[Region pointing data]
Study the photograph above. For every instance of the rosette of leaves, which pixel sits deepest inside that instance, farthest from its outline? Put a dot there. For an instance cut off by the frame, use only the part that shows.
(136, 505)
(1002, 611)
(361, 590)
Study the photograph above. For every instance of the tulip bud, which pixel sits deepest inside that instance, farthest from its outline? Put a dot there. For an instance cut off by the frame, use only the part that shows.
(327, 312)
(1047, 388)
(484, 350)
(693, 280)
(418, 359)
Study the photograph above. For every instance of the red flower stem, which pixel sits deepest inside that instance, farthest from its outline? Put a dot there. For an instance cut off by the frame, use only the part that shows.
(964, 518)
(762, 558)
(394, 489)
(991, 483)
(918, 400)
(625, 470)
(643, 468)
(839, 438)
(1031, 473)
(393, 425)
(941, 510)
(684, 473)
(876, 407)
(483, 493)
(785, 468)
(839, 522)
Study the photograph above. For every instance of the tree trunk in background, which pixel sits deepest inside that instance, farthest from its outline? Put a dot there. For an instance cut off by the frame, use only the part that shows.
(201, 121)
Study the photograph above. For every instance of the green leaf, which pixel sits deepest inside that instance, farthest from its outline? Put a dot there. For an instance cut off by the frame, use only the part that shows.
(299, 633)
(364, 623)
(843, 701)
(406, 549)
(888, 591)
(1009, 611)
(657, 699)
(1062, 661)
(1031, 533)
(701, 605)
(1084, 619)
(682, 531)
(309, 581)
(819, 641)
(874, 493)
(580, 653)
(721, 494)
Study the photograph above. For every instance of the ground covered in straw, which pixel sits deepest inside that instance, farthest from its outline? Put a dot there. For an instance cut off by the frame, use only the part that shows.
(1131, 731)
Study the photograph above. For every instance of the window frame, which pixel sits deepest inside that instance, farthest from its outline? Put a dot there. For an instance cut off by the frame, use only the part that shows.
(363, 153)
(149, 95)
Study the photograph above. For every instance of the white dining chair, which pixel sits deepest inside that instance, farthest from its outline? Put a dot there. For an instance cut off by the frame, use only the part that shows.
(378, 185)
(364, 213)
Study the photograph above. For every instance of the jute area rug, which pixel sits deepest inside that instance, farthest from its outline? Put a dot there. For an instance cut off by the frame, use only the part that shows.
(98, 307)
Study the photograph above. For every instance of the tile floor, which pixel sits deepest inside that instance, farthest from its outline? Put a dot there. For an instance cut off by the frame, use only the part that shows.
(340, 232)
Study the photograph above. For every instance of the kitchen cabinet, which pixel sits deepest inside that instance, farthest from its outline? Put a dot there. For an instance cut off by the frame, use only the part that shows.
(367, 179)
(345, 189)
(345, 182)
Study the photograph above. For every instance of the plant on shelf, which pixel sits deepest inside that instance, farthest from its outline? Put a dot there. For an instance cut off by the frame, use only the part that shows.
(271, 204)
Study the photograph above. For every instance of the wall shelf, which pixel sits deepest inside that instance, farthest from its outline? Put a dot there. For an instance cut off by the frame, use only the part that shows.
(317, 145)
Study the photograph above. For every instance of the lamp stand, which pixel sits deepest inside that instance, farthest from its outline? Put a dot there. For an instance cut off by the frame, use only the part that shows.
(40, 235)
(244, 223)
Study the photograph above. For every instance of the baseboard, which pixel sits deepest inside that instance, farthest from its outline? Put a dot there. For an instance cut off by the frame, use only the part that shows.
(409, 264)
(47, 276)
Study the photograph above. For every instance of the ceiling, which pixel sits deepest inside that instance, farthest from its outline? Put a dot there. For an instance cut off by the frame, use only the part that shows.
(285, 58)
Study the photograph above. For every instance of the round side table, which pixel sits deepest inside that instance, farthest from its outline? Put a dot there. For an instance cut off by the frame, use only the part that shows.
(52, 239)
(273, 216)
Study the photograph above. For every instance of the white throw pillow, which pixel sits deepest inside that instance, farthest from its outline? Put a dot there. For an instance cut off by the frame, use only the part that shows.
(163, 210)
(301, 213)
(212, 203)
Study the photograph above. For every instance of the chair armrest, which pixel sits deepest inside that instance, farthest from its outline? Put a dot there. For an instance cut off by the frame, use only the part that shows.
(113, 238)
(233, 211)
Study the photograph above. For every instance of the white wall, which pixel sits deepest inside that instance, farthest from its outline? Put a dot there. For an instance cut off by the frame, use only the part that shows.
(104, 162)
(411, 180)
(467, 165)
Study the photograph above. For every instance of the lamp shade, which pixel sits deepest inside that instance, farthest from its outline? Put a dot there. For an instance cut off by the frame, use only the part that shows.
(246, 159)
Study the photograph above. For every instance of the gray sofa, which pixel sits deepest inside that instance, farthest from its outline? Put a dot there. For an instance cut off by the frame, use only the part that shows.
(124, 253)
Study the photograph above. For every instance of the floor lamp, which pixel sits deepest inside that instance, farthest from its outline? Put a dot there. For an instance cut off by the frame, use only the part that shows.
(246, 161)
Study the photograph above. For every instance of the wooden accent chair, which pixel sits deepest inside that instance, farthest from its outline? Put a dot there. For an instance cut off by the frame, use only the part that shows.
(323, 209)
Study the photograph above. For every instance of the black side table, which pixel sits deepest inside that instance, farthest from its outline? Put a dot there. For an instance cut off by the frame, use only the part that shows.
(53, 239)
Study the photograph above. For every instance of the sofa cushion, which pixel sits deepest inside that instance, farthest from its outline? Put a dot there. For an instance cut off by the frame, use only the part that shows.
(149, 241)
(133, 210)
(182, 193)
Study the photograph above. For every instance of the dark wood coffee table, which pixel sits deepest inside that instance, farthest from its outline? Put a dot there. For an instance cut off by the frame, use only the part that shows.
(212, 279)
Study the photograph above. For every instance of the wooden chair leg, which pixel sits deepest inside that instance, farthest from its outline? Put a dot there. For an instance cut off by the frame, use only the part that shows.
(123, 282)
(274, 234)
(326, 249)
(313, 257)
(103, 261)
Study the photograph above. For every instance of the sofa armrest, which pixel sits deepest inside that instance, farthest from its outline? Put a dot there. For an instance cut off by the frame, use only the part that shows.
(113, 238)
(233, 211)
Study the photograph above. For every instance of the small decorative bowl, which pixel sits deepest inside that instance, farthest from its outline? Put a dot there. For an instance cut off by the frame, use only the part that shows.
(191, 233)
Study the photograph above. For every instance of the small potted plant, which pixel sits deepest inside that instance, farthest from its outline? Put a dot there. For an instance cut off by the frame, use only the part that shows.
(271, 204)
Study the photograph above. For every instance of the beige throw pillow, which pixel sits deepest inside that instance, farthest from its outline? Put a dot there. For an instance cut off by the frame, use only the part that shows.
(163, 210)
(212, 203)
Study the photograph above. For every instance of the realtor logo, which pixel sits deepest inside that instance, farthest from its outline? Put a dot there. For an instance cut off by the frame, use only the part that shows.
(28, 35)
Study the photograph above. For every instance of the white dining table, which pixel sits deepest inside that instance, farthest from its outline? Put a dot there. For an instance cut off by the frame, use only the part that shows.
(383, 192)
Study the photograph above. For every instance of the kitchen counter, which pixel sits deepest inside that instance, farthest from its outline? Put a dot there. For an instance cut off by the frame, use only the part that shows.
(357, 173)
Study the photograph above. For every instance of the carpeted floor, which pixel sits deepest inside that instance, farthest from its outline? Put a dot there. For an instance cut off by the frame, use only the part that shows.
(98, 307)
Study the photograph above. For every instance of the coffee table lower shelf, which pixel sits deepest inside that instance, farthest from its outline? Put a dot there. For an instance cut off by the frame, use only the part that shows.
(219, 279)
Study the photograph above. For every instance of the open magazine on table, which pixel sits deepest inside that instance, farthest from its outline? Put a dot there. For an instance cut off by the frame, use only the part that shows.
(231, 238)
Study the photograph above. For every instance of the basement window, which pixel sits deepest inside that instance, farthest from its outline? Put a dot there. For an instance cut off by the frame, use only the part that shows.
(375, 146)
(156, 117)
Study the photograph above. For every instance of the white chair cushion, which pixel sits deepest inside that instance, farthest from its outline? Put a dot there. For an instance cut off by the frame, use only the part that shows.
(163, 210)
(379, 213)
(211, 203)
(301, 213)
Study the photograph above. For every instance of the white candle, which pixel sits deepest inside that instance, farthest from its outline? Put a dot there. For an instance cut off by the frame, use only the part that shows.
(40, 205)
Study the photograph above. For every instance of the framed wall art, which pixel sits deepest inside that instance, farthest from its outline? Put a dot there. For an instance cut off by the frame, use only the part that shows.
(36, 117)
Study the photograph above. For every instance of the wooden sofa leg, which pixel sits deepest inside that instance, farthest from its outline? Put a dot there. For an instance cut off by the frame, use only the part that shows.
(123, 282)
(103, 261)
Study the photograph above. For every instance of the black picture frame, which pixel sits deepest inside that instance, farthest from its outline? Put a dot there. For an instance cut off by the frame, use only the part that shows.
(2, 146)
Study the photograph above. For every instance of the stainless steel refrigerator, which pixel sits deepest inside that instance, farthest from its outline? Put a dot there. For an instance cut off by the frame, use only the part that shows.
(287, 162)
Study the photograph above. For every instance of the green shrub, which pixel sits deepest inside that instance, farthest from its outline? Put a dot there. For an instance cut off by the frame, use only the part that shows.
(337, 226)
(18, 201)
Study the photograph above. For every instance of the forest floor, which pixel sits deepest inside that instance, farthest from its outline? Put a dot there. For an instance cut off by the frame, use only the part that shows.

ACTIVITY: Every line from the one containing "the wooden sofa" to the end of the entries must be set down exactly, with none omitted and none added.

EXPECTED OUTPUT:
Study the photograph above. For every instance of the wooden sofa leg, which pixel sits deepest inside that instance, farthest from its outline? Put a dot there. For an instance cut off by the frame, use only the part that shows.
(123, 282)
(103, 261)
Study the photograph above. For every instance of the black picture frame, which pixel sits deepest inside that instance, farthest from its outline? Put a dot there. For an instance cut off by the frame, use only the part that shows.
(2, 146)
Study the photograph above. For every instance of the stainless steel refrigerator, which pixel sits deepest inside that instance, farthest from its outline? Put a dot there. For an instance cut off by the frame, use only the part that shows.
(287, 162)
Study the photograph above. For every instance of the green shrub, which pixel sits deepest inside that instance, farthest from its outline? Put a dot there. For an instance cut off by the frame, use only the part that shows.
(337, 226)
(18, 201)
Study the photograph above. For every instance of the forest floor, which pixel sits deepest inside that instance, farthest from its outline? Put a dot there. For an instance cut off by the frame, use only the part that shows.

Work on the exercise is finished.